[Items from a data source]
::::::

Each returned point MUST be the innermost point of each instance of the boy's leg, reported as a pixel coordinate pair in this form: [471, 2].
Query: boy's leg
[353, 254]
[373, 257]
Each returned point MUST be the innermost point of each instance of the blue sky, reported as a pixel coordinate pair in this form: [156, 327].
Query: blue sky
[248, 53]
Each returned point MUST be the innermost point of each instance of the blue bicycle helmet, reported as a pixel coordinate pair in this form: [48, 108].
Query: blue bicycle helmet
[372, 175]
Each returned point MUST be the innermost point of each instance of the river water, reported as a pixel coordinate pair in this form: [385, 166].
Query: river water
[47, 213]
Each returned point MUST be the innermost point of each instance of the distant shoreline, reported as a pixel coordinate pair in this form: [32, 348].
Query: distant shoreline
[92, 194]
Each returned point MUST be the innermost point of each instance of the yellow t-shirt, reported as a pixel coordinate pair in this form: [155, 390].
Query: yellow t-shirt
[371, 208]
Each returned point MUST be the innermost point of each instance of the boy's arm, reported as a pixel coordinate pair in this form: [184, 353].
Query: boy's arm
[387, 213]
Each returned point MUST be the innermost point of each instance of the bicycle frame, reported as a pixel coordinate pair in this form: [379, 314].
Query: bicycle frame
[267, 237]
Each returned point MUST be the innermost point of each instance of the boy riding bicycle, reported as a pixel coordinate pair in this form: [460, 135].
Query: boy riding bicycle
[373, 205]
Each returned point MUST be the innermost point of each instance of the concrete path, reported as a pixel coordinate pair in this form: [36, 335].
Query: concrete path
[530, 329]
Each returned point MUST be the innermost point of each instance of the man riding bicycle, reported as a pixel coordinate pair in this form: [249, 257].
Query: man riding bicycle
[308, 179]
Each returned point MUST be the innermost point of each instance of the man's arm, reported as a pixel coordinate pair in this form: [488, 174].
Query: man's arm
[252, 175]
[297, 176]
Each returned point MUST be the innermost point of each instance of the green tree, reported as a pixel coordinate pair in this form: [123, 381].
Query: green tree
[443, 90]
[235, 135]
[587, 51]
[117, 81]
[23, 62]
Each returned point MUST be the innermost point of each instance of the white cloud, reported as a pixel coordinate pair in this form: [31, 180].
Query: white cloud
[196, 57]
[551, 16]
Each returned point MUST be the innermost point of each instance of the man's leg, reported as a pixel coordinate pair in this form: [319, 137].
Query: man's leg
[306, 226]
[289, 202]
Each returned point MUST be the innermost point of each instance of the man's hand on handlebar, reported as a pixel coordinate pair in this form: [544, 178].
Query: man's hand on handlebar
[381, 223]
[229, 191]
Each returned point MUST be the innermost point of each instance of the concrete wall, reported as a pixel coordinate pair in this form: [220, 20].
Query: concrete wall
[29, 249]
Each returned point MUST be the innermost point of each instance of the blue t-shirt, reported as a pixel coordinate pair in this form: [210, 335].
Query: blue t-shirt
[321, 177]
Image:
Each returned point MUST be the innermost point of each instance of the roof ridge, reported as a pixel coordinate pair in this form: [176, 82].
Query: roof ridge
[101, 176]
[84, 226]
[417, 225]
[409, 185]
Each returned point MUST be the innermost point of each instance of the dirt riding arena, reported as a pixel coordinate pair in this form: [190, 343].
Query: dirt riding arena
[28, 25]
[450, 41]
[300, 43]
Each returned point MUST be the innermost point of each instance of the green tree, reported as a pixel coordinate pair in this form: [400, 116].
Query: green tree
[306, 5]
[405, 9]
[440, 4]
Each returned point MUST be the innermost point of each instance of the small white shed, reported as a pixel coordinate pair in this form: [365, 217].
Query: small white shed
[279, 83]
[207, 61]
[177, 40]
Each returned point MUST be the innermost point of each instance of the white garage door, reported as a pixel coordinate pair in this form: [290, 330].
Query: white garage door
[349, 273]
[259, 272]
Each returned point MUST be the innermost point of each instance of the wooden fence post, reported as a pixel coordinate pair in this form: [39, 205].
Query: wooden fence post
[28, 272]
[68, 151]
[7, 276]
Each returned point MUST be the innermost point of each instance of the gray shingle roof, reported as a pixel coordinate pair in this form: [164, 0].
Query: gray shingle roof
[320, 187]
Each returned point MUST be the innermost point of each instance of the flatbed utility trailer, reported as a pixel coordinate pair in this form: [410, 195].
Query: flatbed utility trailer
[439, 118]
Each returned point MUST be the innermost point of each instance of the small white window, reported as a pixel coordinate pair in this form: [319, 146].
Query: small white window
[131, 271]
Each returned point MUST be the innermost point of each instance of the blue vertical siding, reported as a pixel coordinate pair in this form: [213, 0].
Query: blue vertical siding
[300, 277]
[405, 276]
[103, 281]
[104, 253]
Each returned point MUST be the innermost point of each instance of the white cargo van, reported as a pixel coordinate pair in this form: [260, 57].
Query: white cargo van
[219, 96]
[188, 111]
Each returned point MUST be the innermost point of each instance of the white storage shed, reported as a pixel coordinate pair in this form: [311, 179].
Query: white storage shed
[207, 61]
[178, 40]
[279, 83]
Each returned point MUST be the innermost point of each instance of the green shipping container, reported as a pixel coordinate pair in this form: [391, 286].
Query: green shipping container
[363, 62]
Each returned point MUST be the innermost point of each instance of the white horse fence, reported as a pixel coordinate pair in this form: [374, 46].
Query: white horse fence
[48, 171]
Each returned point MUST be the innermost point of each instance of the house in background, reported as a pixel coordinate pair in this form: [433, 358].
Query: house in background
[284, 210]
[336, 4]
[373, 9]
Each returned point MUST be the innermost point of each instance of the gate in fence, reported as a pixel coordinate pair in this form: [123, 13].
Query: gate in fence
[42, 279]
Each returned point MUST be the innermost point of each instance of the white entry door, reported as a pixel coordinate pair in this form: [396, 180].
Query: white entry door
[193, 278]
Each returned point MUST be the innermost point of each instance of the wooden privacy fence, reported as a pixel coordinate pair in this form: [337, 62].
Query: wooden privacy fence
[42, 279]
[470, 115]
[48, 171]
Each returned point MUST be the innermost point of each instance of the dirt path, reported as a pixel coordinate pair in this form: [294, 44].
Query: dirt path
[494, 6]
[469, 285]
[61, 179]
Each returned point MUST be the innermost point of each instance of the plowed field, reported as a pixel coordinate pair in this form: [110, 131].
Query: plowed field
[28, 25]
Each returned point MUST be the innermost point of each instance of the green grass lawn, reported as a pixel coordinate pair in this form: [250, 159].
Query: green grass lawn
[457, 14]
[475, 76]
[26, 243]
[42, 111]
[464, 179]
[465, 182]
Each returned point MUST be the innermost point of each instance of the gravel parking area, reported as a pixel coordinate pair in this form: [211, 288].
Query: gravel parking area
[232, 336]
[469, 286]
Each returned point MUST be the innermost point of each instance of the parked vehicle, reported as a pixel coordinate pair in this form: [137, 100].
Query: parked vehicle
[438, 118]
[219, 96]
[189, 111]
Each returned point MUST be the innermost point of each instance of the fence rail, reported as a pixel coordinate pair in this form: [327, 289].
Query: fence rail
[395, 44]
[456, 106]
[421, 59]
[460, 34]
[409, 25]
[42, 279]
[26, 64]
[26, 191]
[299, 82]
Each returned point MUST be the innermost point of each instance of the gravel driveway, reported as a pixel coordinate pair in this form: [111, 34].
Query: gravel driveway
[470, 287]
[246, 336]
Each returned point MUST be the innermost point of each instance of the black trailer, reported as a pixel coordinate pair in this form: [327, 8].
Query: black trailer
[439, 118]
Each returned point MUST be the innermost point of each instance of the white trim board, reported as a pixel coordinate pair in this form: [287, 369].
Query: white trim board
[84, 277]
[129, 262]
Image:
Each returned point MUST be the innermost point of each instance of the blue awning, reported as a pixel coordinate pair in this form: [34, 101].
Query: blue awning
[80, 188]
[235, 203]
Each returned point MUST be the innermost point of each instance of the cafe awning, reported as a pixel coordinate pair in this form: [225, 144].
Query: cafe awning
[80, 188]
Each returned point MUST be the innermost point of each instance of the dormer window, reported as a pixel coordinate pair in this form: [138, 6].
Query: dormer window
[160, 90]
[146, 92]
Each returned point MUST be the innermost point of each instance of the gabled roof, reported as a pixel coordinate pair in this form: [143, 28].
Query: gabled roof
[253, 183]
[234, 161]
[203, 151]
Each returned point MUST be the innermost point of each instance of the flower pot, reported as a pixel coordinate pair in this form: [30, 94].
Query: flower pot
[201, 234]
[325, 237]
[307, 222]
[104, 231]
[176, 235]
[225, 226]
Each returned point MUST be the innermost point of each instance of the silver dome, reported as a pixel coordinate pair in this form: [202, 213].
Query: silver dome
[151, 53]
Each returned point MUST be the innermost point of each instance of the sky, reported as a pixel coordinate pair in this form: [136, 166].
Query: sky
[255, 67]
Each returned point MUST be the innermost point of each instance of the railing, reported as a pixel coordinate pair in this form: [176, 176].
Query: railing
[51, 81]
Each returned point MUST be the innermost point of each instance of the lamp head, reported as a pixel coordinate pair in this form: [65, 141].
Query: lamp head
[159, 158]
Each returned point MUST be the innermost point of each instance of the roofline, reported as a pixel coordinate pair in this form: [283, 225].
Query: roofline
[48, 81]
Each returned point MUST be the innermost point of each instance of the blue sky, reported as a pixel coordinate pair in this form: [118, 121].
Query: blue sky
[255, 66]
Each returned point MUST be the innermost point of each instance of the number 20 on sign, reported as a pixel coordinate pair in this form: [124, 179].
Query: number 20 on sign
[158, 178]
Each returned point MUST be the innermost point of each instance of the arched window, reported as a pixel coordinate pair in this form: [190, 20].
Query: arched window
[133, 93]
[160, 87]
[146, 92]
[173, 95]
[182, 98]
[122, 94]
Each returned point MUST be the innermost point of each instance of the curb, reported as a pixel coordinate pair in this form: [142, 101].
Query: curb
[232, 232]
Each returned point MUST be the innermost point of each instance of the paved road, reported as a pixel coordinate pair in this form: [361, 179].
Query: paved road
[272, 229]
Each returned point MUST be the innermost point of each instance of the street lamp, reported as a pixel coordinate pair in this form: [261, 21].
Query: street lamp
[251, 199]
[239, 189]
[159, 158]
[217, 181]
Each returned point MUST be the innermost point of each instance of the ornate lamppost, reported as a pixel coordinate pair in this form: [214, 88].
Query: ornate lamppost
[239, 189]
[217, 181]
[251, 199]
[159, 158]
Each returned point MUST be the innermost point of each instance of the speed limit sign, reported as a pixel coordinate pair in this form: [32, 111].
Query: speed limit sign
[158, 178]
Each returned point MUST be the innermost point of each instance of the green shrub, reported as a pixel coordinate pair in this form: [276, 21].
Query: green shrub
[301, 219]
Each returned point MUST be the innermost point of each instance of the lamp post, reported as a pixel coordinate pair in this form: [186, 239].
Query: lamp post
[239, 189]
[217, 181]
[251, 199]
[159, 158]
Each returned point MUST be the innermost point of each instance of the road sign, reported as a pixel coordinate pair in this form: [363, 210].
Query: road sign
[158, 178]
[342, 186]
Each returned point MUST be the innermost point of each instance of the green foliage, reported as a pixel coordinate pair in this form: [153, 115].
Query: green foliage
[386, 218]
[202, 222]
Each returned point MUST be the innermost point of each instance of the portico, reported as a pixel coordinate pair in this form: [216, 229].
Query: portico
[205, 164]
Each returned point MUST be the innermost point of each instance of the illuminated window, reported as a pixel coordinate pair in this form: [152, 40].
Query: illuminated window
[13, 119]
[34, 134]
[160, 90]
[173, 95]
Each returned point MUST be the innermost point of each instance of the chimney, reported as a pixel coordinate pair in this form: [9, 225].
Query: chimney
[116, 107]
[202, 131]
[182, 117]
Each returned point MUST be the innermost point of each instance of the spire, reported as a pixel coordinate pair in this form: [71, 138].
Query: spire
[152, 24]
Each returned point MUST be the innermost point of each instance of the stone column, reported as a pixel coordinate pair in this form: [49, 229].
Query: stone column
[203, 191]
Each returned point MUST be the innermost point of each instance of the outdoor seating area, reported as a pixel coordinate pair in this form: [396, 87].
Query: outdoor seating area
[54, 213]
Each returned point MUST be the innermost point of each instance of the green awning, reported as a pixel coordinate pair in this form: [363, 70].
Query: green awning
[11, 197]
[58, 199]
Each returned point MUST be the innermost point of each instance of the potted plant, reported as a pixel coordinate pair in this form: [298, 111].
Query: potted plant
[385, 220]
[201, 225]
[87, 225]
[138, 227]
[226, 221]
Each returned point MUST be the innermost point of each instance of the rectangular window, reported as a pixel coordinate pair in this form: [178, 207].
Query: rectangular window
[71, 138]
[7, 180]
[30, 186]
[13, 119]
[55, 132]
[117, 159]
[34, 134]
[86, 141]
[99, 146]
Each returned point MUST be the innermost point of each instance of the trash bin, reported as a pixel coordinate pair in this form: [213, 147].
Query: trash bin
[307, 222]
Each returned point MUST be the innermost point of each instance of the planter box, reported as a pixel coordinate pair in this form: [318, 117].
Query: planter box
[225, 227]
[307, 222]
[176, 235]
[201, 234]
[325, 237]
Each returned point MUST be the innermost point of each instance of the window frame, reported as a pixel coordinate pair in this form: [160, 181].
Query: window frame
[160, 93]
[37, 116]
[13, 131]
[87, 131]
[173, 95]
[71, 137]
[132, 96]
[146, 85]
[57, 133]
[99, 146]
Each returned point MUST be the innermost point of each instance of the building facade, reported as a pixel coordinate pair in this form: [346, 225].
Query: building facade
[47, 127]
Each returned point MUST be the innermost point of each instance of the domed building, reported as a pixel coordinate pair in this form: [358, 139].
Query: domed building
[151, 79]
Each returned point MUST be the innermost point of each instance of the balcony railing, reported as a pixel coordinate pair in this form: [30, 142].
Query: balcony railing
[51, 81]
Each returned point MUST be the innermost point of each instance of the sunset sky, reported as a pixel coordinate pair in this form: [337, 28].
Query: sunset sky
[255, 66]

::::::

> _Your task_:
All lines from the one containing "form: [213, 147]." through the end of the records, both ends included, are to be quoted exactly; please add nothing else.

> _Response below_:
Each returned point MUST be the innermost point of each instance of the trash bin, reported as a pixel coordinate pair in this form: [213, 147].
Query: trash bin
[307, 222]
Each returned point MUST be the innermost point of each instance of the planter box, reported as a pixel coordinate pair in this form: [318, 117].
Query: planter box
[225, 227]
[307, 222]
[176, 235]
[201, 234]
[325, 237]
Each returned point MUST be the innermost point of each instance of the window frame, reported as a pixel coordinate pair in this form: [160, 181].
Query: window frame
[160, 93]
[37, 116]
[13, 131]
[87, 131]
[173, 95]
[71, 137]
[132, 96]
[146, 85]
[57, 133]
[99, 146]
Each returned point MUST be the innermost point of each instance of the building facade, reported as a pixel coordinate pair in this form: [346, 225].
Query: building facade
[47, 127]
Each returned point MUST be the innermost point of each instance of the domed building, reported as a pixel coordinate pair in this form: [358, 139].
Query: domed building
[151, 79]
Each returned point MUST be the innermost point of each instance of the balcony railing, reported as a pixel coordinate pair in this form: [30, 142].
Query: balcony railing
[51, 81]
Each returned point MUST be the innermost point of each instance of the sunset sky, reported as a pixel coordinate pair in this form: [337, 28].
Query: sunset sky
[255, 66]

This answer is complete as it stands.